[GIVEN EXERCISE] Copy each line exactly. Drop every picture.

[RECORDS FOR THIS EXERCISE]
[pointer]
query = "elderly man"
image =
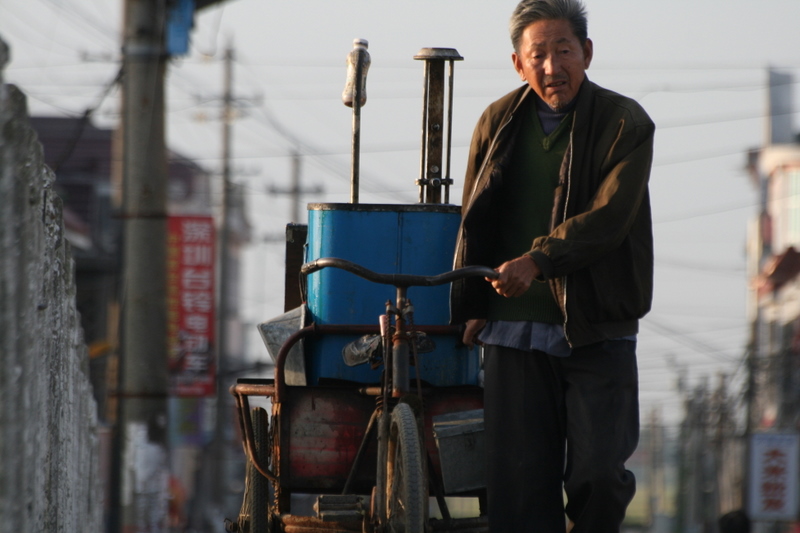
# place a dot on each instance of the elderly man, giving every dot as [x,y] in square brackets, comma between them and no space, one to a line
[556,198]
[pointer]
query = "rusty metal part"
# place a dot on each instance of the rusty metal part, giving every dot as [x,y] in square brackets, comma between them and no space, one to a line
[432,177]
[312,524]
[246,425]
[462,525]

[FINAL ANSWER]
[pointer]
query = "elderly man"
image =
# place a dot on each instance of the elderly man, giving every dot as [x,y] in square brackets, comma between them and no space, one to a line
[556,198]
[pointer]
query = "rusty metal part"
# place a dot on each instance of the rusty metal part, giving every dot as [x,y] in square brackets, comma between them and no space, one to a line
[432,177]
[312,524]
[246,425]
[462,525]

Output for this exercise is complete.